Natural language region descriptions:
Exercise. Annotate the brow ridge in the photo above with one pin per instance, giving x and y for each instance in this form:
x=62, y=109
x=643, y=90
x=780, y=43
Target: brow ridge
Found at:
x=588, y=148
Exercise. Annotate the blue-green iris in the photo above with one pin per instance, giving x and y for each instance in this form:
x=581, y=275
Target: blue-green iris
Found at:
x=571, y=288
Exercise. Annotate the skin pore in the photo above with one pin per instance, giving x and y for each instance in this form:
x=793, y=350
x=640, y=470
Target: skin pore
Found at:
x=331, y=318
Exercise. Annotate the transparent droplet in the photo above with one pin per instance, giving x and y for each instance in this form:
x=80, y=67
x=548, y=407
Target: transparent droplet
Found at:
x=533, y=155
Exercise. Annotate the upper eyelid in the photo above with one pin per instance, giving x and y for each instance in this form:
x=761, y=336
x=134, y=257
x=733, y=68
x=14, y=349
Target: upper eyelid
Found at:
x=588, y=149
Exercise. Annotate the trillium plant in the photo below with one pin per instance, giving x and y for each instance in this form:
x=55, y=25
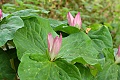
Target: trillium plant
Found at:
x=76, y=22
x=1, y=14
x=37, y=48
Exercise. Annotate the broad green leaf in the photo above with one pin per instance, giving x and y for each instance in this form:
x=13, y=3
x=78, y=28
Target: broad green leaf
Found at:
x=85, y=72
x=6, y=72
x=8, y=28
x=33, y=36
x=67, y=29
x=101, y=38
x=109, y=72
x=77, y=46
x=38, y=67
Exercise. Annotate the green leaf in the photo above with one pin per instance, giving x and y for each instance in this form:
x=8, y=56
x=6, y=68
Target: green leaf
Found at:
x=101, y=38
x=33, y=36
x=8, y=28
x=67, y=29
x=109, y=54
x=38, y=67
x=109, y=72
x=6, y=72
x=78, y=45
x=56, y=23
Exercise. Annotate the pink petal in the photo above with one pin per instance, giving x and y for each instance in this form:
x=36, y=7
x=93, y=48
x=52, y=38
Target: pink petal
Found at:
x=118, y=52
x=1, y=13
x=77, y=20
x=70, y=19
x=50, y=42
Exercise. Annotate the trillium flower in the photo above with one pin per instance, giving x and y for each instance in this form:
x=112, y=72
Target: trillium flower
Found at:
x=1, y=14
x=54, y=45
x=117, y=57
x=74, y=21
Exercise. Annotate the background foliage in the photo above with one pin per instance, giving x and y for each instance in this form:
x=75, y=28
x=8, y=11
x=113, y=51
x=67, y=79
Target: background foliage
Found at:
x=89, y=54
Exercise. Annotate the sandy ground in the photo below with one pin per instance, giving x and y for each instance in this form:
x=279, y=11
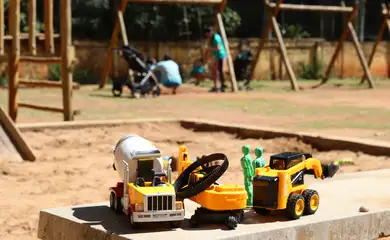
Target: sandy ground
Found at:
x=74, y=167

WHAT THIS TASK INVOLVES -
Filter the entries down to the lines with the word "blue" in them, and copy those lines.

EXERCISE RESULT -
Exercise. Annotate the blue-green iris in the photo above with one pin per instance, giving x and y for each instance in this form:
Target: blue-green iris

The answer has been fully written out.